Content starts

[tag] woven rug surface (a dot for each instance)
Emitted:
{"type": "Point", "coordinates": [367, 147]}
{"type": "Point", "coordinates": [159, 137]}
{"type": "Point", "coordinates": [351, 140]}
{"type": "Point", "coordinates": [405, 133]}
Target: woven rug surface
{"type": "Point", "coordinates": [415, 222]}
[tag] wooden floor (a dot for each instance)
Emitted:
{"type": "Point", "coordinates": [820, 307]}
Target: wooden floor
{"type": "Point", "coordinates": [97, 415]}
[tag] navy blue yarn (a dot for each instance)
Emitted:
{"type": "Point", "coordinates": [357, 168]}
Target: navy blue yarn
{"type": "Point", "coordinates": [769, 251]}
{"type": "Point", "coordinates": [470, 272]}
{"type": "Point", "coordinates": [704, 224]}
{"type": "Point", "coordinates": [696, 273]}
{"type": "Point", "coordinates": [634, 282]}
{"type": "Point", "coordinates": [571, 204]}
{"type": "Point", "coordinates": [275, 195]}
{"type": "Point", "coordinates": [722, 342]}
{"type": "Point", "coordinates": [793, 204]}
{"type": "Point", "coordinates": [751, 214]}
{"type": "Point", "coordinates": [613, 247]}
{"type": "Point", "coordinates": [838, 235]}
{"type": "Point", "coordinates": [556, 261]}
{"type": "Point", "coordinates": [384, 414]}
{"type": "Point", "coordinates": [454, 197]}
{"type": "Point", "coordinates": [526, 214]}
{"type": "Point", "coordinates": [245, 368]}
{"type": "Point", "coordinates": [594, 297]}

Content ends

[Task details] Return a copy of each line in the entries that contains "instance".

[Output for this task]
[tag] woven rug surface (a dot for each instance)
[tag] wooden floor (a dot for each instance)
[tag] navy blue yarn (a dot for each instance)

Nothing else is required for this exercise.